Extracted entries:
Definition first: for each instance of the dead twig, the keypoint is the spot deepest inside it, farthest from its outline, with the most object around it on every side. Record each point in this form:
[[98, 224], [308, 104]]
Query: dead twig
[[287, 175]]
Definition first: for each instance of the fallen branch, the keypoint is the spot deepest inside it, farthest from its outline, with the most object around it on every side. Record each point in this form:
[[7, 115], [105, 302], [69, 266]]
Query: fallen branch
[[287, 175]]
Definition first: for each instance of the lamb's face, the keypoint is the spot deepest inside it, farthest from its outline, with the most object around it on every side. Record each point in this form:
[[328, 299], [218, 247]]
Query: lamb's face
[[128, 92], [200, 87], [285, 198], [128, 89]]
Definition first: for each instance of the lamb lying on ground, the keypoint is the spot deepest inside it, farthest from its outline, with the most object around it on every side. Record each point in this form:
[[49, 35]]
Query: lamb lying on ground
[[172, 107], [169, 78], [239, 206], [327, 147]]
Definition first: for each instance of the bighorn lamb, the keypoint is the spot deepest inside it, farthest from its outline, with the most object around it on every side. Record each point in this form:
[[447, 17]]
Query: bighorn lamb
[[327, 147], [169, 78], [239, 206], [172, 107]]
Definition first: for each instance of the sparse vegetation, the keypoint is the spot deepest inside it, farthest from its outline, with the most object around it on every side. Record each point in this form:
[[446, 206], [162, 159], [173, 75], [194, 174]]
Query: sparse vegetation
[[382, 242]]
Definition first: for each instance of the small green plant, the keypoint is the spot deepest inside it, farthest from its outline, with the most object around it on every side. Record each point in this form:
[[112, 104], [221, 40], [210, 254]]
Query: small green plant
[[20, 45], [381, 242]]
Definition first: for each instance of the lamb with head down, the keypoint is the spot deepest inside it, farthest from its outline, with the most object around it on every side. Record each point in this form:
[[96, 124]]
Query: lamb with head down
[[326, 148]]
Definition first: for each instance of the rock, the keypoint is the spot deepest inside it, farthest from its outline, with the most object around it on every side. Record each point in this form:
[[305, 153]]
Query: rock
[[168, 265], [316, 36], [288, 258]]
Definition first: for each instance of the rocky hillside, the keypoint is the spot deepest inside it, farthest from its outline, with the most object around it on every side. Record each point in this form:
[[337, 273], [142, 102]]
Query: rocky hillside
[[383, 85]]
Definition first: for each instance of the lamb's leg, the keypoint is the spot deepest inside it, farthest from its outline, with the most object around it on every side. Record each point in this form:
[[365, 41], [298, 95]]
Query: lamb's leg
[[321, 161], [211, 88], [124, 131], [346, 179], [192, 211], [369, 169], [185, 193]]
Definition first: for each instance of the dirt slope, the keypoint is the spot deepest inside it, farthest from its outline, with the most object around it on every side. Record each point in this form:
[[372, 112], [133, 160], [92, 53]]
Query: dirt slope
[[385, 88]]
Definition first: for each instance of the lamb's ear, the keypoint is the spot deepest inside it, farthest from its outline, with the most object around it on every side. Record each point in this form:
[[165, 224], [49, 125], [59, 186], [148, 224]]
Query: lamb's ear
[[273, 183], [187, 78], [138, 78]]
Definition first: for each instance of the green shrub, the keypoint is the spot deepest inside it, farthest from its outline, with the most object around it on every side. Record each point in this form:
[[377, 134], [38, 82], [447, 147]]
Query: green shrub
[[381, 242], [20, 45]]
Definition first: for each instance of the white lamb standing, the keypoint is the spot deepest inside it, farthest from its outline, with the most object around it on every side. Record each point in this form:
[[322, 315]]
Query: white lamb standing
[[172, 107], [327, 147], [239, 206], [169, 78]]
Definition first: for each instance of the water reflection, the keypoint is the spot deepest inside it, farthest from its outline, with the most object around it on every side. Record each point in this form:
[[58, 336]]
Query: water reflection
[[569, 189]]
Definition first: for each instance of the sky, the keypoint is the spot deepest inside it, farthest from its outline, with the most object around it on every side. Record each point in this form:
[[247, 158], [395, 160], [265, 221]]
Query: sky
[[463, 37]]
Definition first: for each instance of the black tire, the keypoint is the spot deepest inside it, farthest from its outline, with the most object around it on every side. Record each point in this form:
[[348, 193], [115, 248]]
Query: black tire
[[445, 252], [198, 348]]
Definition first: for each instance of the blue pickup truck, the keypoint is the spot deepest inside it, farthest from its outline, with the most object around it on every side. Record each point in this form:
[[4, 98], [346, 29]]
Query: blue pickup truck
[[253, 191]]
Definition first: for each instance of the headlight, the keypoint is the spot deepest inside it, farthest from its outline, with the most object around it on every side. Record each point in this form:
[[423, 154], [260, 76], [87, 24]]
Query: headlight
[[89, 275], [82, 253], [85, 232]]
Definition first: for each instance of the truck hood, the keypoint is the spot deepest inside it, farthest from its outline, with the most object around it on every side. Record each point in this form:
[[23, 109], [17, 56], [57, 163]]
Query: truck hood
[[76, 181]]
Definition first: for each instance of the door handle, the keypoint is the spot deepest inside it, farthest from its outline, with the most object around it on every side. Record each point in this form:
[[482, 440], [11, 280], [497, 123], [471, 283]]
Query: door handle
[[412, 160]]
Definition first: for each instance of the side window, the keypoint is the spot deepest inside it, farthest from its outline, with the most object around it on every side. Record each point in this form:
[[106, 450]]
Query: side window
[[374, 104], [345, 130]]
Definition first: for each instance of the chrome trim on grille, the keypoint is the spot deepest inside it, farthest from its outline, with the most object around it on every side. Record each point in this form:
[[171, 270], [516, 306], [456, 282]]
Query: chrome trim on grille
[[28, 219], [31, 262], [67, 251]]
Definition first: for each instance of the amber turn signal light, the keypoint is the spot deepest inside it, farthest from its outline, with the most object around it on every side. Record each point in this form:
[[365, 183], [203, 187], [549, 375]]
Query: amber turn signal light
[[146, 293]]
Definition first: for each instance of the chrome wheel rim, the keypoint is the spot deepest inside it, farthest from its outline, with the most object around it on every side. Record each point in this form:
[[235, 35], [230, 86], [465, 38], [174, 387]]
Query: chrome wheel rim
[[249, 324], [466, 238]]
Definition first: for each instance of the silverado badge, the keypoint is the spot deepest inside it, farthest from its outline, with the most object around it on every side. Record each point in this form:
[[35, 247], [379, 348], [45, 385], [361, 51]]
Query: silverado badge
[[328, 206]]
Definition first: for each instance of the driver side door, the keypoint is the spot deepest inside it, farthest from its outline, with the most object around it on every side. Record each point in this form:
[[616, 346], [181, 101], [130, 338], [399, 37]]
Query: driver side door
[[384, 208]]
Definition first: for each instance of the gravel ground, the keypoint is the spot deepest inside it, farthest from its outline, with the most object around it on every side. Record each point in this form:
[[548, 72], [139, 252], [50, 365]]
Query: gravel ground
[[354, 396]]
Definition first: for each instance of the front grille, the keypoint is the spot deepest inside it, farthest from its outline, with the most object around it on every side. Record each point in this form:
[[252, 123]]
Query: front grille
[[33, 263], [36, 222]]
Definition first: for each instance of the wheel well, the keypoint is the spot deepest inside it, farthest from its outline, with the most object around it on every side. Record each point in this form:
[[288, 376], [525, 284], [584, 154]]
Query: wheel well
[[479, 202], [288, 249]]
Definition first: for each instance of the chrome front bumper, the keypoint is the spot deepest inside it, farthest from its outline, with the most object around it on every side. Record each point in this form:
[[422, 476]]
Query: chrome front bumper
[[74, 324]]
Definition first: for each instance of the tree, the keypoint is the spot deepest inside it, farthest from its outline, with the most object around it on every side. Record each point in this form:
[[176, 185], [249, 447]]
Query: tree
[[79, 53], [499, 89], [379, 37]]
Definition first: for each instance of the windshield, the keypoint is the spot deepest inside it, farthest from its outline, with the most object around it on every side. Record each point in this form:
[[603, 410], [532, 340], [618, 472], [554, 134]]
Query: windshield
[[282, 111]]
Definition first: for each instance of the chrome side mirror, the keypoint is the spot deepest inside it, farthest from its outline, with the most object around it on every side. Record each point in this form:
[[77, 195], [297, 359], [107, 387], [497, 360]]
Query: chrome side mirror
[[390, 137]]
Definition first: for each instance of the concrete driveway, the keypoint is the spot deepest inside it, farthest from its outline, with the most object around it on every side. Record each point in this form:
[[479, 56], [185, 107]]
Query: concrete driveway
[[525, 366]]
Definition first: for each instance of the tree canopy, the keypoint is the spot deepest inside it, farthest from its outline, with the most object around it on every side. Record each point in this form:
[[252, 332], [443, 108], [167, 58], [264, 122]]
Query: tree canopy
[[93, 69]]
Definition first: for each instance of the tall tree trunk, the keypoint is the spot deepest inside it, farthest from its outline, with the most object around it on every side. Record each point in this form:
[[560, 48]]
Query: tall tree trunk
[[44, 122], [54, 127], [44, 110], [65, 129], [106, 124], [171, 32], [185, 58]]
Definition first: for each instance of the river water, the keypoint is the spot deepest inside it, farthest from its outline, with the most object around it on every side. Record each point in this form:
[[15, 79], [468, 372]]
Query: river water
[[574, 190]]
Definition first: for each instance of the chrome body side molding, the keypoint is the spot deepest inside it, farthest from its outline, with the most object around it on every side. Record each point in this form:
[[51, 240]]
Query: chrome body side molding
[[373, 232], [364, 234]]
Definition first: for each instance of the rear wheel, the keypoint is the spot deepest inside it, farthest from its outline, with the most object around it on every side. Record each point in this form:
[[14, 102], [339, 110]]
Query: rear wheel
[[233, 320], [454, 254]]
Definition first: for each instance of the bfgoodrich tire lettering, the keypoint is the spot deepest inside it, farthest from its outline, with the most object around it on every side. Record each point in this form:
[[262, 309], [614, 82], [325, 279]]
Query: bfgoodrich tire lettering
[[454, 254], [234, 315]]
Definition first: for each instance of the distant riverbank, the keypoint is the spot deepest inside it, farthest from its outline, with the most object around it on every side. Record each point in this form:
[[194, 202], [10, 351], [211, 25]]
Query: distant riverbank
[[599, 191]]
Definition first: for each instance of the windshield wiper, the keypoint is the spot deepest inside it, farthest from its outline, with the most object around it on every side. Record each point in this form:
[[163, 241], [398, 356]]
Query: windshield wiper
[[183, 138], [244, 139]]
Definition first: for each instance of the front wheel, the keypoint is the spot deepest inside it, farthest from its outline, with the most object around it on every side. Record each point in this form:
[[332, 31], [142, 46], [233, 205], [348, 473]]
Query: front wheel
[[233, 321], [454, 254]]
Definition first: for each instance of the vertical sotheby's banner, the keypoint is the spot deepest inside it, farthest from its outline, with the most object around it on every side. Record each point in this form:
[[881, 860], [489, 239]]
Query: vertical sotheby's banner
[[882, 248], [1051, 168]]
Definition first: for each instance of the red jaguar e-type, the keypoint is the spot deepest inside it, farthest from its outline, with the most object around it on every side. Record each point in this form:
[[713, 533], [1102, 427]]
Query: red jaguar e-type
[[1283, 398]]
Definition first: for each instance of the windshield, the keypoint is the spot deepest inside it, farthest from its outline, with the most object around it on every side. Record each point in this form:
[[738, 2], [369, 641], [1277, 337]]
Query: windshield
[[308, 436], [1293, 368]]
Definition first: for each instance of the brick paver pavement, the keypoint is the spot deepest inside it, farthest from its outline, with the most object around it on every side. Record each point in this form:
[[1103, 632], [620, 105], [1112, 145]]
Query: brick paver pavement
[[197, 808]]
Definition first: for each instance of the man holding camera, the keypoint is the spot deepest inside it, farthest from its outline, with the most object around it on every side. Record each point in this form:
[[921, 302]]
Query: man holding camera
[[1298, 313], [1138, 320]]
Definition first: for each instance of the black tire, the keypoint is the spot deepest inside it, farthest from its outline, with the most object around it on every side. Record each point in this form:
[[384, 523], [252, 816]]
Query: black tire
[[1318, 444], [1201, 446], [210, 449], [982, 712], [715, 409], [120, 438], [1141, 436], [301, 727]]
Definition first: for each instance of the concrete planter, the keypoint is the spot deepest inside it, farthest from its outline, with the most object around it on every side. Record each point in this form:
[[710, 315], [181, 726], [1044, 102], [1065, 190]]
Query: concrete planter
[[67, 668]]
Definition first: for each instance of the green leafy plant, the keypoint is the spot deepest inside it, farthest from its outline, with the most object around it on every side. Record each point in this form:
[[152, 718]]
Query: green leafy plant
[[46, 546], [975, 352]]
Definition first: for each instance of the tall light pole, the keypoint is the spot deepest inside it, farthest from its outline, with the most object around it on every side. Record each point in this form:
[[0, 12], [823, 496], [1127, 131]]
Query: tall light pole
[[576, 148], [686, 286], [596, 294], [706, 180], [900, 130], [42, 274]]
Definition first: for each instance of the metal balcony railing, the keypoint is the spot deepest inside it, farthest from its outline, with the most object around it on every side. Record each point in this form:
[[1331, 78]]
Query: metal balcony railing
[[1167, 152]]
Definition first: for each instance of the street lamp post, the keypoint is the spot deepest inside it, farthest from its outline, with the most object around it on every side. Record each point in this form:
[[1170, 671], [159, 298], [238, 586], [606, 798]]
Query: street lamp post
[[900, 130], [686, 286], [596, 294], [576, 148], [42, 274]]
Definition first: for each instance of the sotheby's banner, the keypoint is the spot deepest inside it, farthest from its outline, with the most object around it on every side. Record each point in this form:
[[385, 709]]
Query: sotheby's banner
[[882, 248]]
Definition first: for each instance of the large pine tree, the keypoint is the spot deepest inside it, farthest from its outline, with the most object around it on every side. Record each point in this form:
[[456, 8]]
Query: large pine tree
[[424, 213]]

Work to do:
Copy the data from its first line up to and including the line with "[[172, 107], [169, 78], [239, 206], [327, 147]]", replacing every "Query" with "Target" and leaving everything else unchanged. Give only those lines.

The answer:
Definition first: for each instance of the dead twig, the keypoint is the spot deepest inside it, farthest from its outline, with the most object around it on every side. Record each point in this form:
[[98, 224], [308, 104]]
Target: dead twig
[[287, 175]]
Definition first: for each instance of the fallen branch, the keypoint is the spot deepest inside it, farthest from its outline, with the most object around it on every side. Record each point in this form:
[[7, 115], [105, 302], [69, 266]]
Target: fallen branch
[[287, 175]]
Definition first: for each instance of the lamb's face, the keypoint is the spot deepest inside it, farthest from its outline, with the most object around it on every side. Record each point in this form:
[[328, 299], [218, 247]]
Target: lamb's face
[[128, 92], [200, 87], [285, 198], [128, 89]]
Definition first: for each instance of the lamb lying on ground, the keypoint is the spot deepest inside it, farthest from its outline, with the most object around it on every side. Record each point in this form:
[[49, 35]]
Target: lamb lying on ground
[[172, 107], [169, 78], [239, 206], [327, 147]]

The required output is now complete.